> **PASSAGE**:
———
Lorsqu’ils ont constaté les effets positifs de l’inhibiteur d’ISR (ISRIB) sur la cognition des animaux atteints de lésions cérébrales traumatiques, Walter et son équipe se sont ainsi demandés si l’ISRIB pouvait avoir le même effet sur le déclin cognitif purement lié à l’âge. Le processus de vieillissement est connu pour compromettre la production de protéines cellulaires dans l’organisme. Au fil du temps, les facteurs de stress tels que l’inflammation chronique s’accumulent et finissent par user les cellules, conduisant potentiellement à une activation généralisée des ISR.
Un traitement potentiel pour de nombreuses maladies neurologiques
Dans le cadre de leur expérience, les chercheurs ont entraîné des souris plus ou moins âgées à s’échapper d’un labyrinthe d’eau, via une plateforme cachée. Certains animaux âgés ont reçu de petites doses quotidiennes d’ISRIB pendant le processus de formation, qui a duré trois jours ; ceux-ci ont pu accomplir la tâche, tout comme les jeunes souris, mais bien mieux que les animaux du même âge qui n’avaient pas bénéficié du médicament.
L’équipe a ensuite entrepris de tester la durée de ce rajeunissement cognitif et de vérifier si cet effet pouvait se généraliser à d’autres compétences cognitives. Ainsi, plusieurs semaines après le premier traitement à l’ISRIB, ils ont soumis les mêmes souris à un test de flexibilité mentale : il s’agissait cette fois de trouver la sortie d’un labyrinthe, qui variait chaque jour. Résultat : les souris âgées ayant reçu des doses d’ISRIB trois semaines auparavant ont à nouveau réalisé des performances équivalentes aux jeunes souris.
———
> **LISTE**:
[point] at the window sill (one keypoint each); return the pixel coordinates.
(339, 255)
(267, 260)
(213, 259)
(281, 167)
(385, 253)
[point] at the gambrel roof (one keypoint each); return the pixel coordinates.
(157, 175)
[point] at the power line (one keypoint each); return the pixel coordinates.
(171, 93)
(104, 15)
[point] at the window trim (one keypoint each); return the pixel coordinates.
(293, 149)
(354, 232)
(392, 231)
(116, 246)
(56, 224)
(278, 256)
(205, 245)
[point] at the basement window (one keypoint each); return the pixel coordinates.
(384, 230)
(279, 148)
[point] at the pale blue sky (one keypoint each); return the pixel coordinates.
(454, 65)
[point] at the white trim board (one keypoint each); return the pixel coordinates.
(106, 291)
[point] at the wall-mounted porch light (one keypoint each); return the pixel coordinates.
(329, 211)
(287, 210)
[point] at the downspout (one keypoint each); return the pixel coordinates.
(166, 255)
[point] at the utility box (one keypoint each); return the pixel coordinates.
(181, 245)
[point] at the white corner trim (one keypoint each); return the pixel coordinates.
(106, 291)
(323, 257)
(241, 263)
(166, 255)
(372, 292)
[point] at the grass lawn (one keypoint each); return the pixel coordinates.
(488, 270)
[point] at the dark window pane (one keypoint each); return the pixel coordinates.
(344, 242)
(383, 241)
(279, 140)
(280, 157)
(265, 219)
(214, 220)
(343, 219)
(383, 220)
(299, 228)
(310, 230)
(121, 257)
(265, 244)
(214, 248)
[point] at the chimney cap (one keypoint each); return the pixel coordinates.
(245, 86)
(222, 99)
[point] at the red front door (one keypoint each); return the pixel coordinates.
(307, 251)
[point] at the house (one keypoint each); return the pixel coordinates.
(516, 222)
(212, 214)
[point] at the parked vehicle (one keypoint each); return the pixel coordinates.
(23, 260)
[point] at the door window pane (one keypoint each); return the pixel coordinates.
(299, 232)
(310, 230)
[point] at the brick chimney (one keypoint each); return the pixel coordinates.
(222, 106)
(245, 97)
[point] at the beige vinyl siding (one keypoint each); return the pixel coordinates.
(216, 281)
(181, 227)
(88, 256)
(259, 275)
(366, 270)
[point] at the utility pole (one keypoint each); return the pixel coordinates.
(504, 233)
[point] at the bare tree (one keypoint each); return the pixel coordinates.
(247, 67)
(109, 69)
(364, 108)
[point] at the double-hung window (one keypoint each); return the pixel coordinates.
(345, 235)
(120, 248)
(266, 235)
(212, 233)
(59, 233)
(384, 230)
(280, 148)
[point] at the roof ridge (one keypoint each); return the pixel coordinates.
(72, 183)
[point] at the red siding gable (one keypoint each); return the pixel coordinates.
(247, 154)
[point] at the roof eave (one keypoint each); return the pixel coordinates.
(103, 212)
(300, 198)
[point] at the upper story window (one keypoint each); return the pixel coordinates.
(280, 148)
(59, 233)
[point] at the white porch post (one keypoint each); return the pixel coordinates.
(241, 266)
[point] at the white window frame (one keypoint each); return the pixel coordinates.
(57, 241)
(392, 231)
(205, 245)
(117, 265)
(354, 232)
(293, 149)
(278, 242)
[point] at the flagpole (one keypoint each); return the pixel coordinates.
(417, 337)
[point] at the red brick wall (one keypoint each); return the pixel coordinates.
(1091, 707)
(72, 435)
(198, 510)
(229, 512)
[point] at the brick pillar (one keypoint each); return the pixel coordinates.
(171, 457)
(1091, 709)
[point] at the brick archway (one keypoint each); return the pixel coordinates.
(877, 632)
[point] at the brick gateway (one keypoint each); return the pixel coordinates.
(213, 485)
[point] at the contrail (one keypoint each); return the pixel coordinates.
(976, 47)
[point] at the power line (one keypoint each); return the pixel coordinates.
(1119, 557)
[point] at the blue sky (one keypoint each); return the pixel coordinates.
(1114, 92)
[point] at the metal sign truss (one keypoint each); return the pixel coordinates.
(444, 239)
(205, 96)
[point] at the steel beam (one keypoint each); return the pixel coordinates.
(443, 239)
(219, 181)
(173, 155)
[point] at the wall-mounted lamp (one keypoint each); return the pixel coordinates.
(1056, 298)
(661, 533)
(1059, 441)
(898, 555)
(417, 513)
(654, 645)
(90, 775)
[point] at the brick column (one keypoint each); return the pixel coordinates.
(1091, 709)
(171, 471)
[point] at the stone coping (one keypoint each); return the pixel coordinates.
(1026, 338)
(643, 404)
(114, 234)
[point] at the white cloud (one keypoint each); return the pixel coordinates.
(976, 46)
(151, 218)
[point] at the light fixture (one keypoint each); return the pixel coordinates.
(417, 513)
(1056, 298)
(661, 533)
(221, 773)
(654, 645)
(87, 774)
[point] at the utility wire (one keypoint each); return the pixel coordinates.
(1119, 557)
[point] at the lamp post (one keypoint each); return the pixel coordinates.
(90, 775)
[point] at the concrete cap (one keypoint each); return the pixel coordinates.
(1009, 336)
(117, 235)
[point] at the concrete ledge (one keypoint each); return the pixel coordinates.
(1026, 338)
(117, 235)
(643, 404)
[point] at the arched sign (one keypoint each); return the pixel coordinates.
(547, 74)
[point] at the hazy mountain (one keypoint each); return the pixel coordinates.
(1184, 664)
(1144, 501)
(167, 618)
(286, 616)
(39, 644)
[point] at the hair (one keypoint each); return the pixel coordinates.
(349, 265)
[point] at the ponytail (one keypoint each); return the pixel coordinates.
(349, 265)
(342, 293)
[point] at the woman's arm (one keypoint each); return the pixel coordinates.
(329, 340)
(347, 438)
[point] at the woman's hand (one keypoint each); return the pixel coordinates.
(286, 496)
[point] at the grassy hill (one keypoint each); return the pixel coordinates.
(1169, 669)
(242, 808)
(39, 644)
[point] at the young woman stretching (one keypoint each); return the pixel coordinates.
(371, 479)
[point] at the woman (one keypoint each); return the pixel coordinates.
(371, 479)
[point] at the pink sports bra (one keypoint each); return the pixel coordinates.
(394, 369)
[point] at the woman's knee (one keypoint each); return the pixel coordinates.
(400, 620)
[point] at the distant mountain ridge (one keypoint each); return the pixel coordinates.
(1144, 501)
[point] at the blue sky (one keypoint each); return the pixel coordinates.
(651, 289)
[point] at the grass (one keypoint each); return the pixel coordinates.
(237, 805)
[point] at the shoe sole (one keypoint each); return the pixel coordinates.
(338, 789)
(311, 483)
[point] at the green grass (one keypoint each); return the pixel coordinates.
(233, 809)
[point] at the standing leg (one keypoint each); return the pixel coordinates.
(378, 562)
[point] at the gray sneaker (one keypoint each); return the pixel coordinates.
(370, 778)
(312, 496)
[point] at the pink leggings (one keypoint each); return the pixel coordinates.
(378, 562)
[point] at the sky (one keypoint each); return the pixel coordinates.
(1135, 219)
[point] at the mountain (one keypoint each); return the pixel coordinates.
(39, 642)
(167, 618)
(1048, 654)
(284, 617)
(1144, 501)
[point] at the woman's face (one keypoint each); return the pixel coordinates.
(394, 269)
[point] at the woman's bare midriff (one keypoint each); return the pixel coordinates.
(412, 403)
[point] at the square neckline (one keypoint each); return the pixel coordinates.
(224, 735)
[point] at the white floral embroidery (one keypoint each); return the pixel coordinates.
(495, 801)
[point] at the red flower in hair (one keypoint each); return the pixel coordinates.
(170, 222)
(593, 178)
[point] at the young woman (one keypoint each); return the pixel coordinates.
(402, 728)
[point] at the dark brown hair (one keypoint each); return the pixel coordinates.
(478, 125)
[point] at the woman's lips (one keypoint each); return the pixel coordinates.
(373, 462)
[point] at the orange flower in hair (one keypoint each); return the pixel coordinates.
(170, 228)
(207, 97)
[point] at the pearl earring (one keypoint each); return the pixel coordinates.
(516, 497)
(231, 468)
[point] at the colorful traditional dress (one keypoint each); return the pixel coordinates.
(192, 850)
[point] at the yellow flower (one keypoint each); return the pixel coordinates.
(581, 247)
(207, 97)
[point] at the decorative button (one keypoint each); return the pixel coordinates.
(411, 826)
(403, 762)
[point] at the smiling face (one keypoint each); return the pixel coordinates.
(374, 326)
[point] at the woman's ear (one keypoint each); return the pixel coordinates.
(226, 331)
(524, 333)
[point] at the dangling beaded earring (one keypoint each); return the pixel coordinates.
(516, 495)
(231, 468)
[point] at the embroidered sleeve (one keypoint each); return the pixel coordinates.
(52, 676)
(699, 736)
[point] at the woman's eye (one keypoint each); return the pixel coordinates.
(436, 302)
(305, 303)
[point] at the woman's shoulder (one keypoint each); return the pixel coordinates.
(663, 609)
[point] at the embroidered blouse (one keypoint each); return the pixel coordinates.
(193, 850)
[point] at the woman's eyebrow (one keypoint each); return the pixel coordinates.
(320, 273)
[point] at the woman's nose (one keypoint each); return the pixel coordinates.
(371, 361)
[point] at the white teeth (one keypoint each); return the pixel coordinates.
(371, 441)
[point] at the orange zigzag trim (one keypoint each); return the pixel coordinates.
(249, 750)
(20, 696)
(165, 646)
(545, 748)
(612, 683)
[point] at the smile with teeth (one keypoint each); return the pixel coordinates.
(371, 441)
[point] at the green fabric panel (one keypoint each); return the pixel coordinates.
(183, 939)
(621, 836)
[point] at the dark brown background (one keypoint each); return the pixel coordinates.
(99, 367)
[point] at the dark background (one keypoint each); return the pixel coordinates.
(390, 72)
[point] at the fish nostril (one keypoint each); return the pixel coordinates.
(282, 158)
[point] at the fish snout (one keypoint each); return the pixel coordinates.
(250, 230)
———
> **CONSIGNE 1**:
Relevez dans le passage sur l'ISRIB toutes les expressions qui contiennent le mot « jour » ou le mot « semaine », au singulier ou au pluriel.
> **CONSIGNE 2**:
Prolongez le passage sur l'ISRIB et les souris âgées de quelques phrases.
La liste n'a aucun lien avec le passage.

> **RÉPONSE 1**:
- trois jours
- plusieurs semaines
- chaque jour
- trois semaines

> **RÉPONSE 2**:
Pour comprendre le rôle de l’ISRIB dans l’amélioration des fonctions cérébrales, les chercheurs ont analysé l’activité et l’anatomie des cellules de l’hippocampe des souris — une région cérébrale liée à l’apprentissage et à la mémoire — un jour après leur avoir administré une dose du médicament. Il s’avère que les signes de vieillissement neuronal avaient disparu du jour au lendemain ! L’activité neuronale était devenue plus vive, plus sensible à la stimulation ; les neurones affichaient des connexions plus robustes et plus stables avec les neurones environnants, ce que l’on observe habituellement chez les sujets plus jeunes.
Parmi leurs autres découvertes, les scientifiques ont également constaté que l’ISRIB modifiait la fonction des cellules T du système immunitaire, qui elles aussi, se détériorent avec l’âge. Ceci suggère que le médicament pourrait potentiellement être envisagé comme traitement de certaines maladies chroniques, telles que la maladie d’Alzheimer ou le diabète, des pathologies associées à une inflammation accrue causée par un système immunitaire défaillant.
L’ISRIB peut donc avec des implications à grande échelle dans le traitement des maladies neurologiques. L’activation chronique des réponses cellulaires au stress joue en effet un rôle dans de nombreuses pathologies ; selon Walter et ses collègues, la démence frontotemporale, la maladie d’Alzheimer, la sclérose en plaques, la maladie de Parkinson, ou encore le syndrome de Down sont tout autant de maladies neurologiques qui pourraient potentiellement être traitées avec un inhibiteur d’ISR.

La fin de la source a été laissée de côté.